**WORK REQUIRED**:
Repeat each line of the material below exactly as it appears, minus any pictures.
* * *
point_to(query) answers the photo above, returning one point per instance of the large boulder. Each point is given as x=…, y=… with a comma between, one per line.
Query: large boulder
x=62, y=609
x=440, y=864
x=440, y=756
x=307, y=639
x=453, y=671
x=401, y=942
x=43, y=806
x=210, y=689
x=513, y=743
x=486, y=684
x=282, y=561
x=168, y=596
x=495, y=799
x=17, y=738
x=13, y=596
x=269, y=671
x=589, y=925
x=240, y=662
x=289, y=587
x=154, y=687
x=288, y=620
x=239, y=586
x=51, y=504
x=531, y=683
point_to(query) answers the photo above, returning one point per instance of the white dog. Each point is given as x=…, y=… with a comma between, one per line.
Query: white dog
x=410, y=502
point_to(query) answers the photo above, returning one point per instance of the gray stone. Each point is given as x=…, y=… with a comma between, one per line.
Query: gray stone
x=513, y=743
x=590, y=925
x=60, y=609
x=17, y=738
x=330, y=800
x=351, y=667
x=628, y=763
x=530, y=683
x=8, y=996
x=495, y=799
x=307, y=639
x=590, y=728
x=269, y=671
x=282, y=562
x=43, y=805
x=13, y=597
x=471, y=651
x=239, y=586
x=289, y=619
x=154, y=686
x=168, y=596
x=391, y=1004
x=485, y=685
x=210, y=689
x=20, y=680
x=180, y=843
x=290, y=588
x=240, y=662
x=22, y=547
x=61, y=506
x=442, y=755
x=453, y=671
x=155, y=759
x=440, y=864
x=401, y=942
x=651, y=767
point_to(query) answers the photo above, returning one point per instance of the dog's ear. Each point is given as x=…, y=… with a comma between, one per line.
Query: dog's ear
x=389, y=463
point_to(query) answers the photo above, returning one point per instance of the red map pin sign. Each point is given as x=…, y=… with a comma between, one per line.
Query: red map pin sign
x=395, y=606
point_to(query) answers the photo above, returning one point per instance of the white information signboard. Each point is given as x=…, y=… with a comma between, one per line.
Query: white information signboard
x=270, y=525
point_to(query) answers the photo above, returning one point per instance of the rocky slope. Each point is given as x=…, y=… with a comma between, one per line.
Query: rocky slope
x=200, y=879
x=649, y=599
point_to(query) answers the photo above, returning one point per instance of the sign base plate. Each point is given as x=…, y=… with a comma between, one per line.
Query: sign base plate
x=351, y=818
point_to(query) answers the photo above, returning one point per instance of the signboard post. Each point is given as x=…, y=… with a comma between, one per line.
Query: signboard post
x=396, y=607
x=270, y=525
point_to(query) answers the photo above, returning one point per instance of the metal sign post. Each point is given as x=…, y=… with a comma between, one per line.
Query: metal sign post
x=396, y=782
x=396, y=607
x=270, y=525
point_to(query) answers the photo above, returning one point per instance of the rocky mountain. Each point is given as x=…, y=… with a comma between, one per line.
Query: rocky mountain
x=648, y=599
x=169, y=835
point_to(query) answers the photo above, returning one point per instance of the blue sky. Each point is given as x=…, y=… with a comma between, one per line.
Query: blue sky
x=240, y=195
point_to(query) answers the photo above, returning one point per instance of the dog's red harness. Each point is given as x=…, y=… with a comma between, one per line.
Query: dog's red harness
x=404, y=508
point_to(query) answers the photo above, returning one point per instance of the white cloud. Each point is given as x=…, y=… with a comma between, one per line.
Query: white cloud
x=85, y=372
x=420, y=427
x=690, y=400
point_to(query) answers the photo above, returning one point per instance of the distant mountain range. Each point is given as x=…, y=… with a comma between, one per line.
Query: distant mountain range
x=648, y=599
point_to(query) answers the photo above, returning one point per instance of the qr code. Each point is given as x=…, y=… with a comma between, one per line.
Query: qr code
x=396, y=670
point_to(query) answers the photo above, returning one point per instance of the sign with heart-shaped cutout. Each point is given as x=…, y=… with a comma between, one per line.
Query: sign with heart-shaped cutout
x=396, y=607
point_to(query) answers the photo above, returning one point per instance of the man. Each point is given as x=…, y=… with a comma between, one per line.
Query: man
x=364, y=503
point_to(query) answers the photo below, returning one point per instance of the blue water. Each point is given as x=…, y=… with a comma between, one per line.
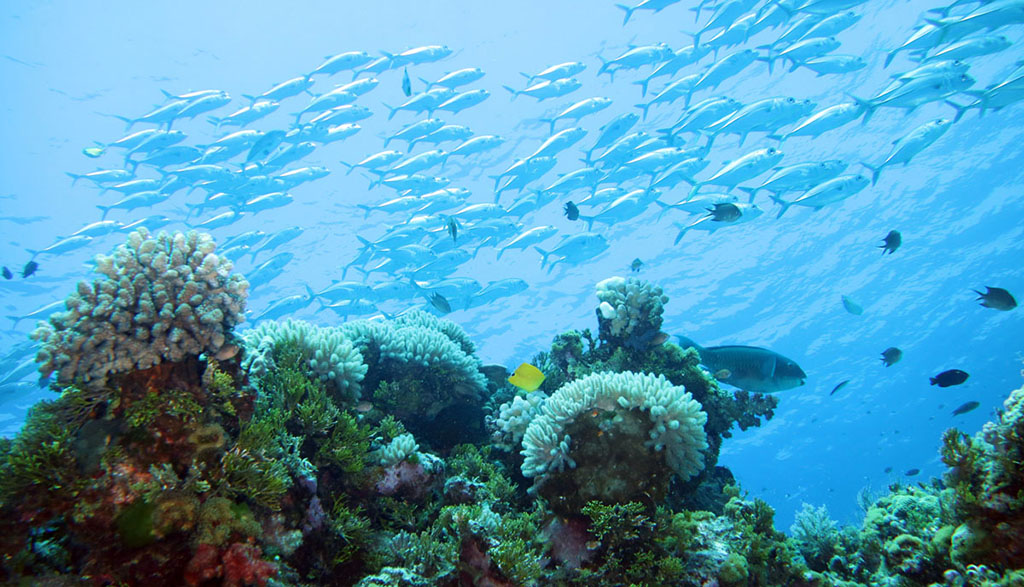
* * *
**ANSWER TO THIS TASK**:
point_to(query) answers the photo above, returning one point per instance of the large boulder. Each point is given as x=…, y=… with a comma between, one per line.
Query: large boulder
x=62, y=609
x=440, y=864
x=440, y=756
x=307, y=639
x=453, y=671
x=401, y=942
x=43, y=806
x=210, y=689
x=513, y=743
x=486, y=684
x=282, y=561
x=168, y=596
x=495, y=799
x=17, y=738
x=13, y=596
x=269, y=671
x=589, y=925
x=240, y=662
x=289, y=587
x=154, y=687
x=288, y=620
x=239, y=586
x=51, y=504
x=531, y=683
point_to(query) answers the photo above, returning one point per instance of the white dog. Each point is given as x=…, y=… with a comma between, one per line.
Query: white dog
x=410, y=502
point_to(query) answers the photo above, returning one point per instance of the gray stone. Each point is given as x=…, y=… with a comma between, one per line.
Query: gray stone
x=513, y=743
x=590, y=925
x=60, y=609
x=17, y=738
x=330, y=800
x=351, y=667
x=628, y=763
x=530, y=683
x=8, y=996
x=495, y=799
x=307, y=639
x=590, y=728
x=269, y=671
x=282, y=562
x=43, y=805
x=13, y=597
x=471, y=651
x=239, y=586
x=289, y=619
x=154, y=686
x=168, y=596
x=391, y=1004
x=485, y=685
x=210, y=689
x=20, y=680
x=180, y=843
x=290, y=588
x=240, y=662
x=22, y=547
x=61, y=506
x=442, y=755
x=453, y=671
x=155, y=759
x=440, y=864
x=401, y=942
x=651, y=767
point_to(query) answers the photo above, returning one point per instance of the dog's ear. Each point is given as x=…, y=… with a comma between, one per line.
Query: dog's ear
x=389, y=463
point_to(query) answers the photo above, returning one point per instance of the red map pin sign. Each point is given as x=…, y=… with a comma between, one per line.
Query: red map pin sign
x=395, y=606
point_to(query) answers the photo above, returning one point per instance of the white information signboard. Each point is given as x=…, y=… with a comma between, one per line.
Query: white information signboard
x=270, y=525
point_to(query) answers the photo above, returning one point per instance of the rocky slope. Each point is given as x=…, y=… with a comma between, one per line.
Query: rocky slope
x=200, y=879
x=649, y=599
point_to(query) answers the photo above, returning one point per instance of the sign base plate. Each point is given as x=…, y=… with a comma between, one per line.
Query: sign base plate
x=351, y=818
point_to(query) answers the photo above, returning one point per instance of the signboard post. Each point is given as x=…, y=… with a comma between, one per line.
Query: signboard post
x=396, y=607
x=270, y=525
point_to(query) answers the photo above, returning one point per instance of the metal sign post. Each point is given as x=…, y=… with a comma between, one per line.
Query: metal sign post
x=396, y=782
x=396, y=607
x=270, y=525
point_to(query) answers the photo above, returning one point per instance of the rocky mountain. Each point is given as x=…, y=… with a comma between, one per line.
Query: rocky mountain
x=648, y=599
x=169, y=835
point_to(query) answers the photo above, returning one point per instance of the blue sky. Each point is given as x=…, y=… with a comma between, one per line.
Query: blue sky
x=240, y=195
point_to(query) answers the photo above, returning one point per instance of the dog's red harness. Each point is given as x=…, y=… with a comma between, one per line.
Query: dog's red harness
x=404, y=508
point_to(query) answers the photo above, returning one point per instance of the white cloud. Each point is given as x=…, y=… with a comma between, one per line.
Query: white cloud
x=85, y=372
x=420, y=427
x=690, y=400
point_to(query) answers the photo above, returning one point per instance of the distant mountain range. Each point is given as x=…, y=… with a comma between, one per line.
Query: distant mountain range
x=648, y=599
point_to(query) answers the photo above, returning one point per instance of the qr code. Each point is given as x=…, y=… with a comma between, one per line.
Query: qr code
x=396, y=670
point_to(query) answers the photo above, returning one point per instance of the sign with heart-shaped cutout. Each point is given as x=…, y=… with a comma between, one per line.
Query: sign with heart-shaped cutout
x=396, y=607
point_to(query) answers the photo above, returning one point per instance of the man. Each point is given as x=…, y=… with a comma between, one per line.
Query: man
x=364, y=503
point_to(query) answers the photo below, returning one point per instance of the blue water. Each point is given as x=…, y=… with a comma between, one per line.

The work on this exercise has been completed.